Shape of Motion: 4D Reconstruction from a Single Video¶
Conference: ICCV 2025
arXiv: 2407.13764
Code: Project Page
Area: 3D Vision
Keywords: 4D reconstruction, dynamic scenes, 3D Gaussian splatting, SE(3) motion basis, monocular video
TL;DR¶
This paper proposes a dynamic 3D Gaussian representation based on \(\mathbb{SE}(3)\) motion bases, recovering globally consistent 3D motion trajectories from monocular video while simultaneously enabling real-time novel view synthesis and long-range 3D tracking, outperforming prior methods comprehensively on the iPhone and Kubric datasets.
Background & Motivation¶
Reconstructing dynamic 3D scenes from monocular video is a long-standing challenge in vision, severely underconstrained since moving objects are observed from only a single viewpoint at each moment.
Limitations of existing methods:
Multi-view methods: Require synchronized multi-camera rigs or LiDAR sensors, limiting practical applicability.
Short-range scene flow: Only computes 3D motion between consecutive frames (e.g., DynIBaR), failing to capture long-range 3D trajectories across the video.
Deformation field methods: Such as HyperNeRF and Deformable-3DGS, model motion via canonical-to-observation-space mappings, but struggle with large-motion scenarios.
Frame-space 3D tracking: Such as DELTA and SpatialTracker, predict motion in per-frame coordinate systems, entangling object and camera motion.
Two core insights: - Low-dimensional structure of motion: Image-space dynamics may be complex and discontinuous, but the underlying 3D motion is a composition of continuous, simple rigid motions. - Complementarity of data-driven priors: Monocular depth estimation and long-range 2D tracking provide complementary yet noisy cues that can be fused into a globally consistent representation.

▸ **Task set**
1. From the paper summary, copy everything from "Shape of Motion: 4D" down to "and Kubric datasets.".
2. List every existing method that the paper summary names as an example when describing the limitations of prior approaches.

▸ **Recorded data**
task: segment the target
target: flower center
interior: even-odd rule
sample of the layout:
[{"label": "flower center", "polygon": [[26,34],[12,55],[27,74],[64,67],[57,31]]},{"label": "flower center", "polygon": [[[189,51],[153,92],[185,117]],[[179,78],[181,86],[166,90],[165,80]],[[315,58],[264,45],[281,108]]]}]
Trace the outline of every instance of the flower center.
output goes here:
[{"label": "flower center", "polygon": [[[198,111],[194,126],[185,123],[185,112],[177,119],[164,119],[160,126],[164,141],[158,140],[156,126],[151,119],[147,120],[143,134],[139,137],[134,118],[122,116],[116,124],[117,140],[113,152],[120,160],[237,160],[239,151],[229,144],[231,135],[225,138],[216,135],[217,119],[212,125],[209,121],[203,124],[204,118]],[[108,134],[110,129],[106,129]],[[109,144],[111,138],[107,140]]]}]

▸ **Solutions below**
1.
Shape of Motion: 4D Reconstruction from a Single Video¶
Conference: ICCV 2025
arXiv: 2407.13764
Code: Project Page
Area: 3D Vision
Keywords: 4D reconstruction, dynamic scenes, 3D Gaussian splatting, SE(3) motion basis, monocular video
TL;DR¶
This paper proposes a dynamic 3D Gaussian representation based on \(\mathbb{SE}(3)\) motion bases, recovering globally consistent 3D motion trajectories from monocular video while simultaneously enabling real-time novel view synthesis and long-range 3D tracking, outperforming prior methods comprehensively on the iPhone and Kubric datasets.

2.
DynIBaR
HyperNeRF
Deformable-3DGS
DELTA
SpatialTracker